Problem statement:
Go line by line through the records below. Copy whichever lines contain the string "leaf".
#### Data supplied ####
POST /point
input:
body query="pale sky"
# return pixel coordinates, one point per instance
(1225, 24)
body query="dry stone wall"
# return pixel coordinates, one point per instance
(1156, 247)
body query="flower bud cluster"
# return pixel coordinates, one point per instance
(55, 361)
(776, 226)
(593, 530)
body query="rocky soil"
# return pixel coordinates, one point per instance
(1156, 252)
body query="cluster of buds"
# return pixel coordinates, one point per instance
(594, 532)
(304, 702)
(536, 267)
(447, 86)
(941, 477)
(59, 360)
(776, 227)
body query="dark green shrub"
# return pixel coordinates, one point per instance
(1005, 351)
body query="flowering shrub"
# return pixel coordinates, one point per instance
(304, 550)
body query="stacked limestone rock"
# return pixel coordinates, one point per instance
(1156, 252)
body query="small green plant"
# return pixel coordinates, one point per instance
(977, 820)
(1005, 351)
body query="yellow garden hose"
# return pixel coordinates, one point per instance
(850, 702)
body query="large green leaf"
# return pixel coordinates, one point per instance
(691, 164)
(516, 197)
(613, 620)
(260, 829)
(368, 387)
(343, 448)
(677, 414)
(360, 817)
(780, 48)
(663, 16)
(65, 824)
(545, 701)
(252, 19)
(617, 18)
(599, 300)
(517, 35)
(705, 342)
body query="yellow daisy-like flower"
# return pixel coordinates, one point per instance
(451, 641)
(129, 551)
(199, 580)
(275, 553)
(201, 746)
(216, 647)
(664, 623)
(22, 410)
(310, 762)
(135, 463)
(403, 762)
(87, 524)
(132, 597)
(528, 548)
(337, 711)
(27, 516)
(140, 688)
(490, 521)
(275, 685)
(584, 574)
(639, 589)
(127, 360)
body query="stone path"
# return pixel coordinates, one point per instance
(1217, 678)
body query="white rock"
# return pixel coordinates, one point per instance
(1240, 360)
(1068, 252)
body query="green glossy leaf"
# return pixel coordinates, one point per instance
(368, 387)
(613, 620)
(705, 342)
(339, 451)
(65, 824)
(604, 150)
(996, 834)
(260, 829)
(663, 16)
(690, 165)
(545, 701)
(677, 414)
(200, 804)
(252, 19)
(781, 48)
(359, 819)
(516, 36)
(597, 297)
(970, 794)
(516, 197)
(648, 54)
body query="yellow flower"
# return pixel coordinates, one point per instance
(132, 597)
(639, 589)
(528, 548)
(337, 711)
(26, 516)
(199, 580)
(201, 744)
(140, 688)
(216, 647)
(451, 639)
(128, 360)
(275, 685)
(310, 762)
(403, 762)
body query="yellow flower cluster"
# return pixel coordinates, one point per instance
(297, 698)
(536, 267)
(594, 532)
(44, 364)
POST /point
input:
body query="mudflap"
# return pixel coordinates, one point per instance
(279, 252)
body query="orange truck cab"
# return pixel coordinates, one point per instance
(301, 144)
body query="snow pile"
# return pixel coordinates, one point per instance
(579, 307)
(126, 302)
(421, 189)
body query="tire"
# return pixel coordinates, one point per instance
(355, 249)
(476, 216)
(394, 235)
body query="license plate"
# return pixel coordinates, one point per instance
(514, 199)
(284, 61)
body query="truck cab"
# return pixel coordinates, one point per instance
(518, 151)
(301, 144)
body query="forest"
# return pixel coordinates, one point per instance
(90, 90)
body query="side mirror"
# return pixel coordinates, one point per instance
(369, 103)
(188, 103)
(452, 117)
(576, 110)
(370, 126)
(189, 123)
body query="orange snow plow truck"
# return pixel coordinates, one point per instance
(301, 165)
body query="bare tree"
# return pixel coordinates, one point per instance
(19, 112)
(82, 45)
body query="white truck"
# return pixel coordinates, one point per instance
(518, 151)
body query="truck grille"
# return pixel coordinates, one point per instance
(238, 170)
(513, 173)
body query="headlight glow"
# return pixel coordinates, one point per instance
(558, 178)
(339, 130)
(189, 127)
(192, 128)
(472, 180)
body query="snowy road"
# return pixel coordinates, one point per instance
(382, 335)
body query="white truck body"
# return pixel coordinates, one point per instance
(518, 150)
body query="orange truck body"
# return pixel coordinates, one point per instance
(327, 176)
####
Completed task:
body query="large green leaf"
body query="green glossy leaf"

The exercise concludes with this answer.